[Problem to solve]
The entries that follow include a run beginning at the line with "written like <point>46,3</point>." and ending at the line with "written like <point>30,33</point>."; restate that run word for word and leave the rest out.

(Point-per-instance localization data)

== == ==

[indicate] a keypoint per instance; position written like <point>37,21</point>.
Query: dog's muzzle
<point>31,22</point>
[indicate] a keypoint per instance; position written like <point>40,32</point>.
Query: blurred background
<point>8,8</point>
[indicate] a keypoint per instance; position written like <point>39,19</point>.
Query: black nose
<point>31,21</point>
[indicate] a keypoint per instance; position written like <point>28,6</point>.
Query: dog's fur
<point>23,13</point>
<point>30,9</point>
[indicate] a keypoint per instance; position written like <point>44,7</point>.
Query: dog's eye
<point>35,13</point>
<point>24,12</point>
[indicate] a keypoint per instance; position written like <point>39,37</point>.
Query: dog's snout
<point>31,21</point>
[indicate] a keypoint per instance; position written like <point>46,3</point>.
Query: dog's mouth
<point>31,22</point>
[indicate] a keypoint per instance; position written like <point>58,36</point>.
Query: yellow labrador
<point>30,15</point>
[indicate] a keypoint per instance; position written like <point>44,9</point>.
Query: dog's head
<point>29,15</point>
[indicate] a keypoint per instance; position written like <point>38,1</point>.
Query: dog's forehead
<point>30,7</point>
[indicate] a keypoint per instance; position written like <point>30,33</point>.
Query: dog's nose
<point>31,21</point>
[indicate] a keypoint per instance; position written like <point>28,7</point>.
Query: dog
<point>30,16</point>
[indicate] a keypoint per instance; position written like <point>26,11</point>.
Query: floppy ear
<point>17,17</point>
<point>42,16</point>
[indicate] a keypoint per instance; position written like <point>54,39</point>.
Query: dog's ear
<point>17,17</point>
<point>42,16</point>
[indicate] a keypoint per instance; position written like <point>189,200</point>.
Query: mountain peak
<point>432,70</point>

== == ==

[Task output]
[indicate] a keypoint per instance; position written like <point>46,3</point>.
Query: dog's mouth
<point>31,22</point>
[indicate] a keypoint per instance; position written like <point>58,36</point>.
Query: yellow labrador
<point>30,15</point>
[indicate] a keypoint per instance; position written like <point>44,9</point>.
Query: dog's head
<point>29,15</point>
[indicate] a keypoint per instance; position written like <point>38,1</point>.
Query: dog's forehead
<point>30,7</point>
[indicate] a keypoint per instance; position written like <point>30,33</point>.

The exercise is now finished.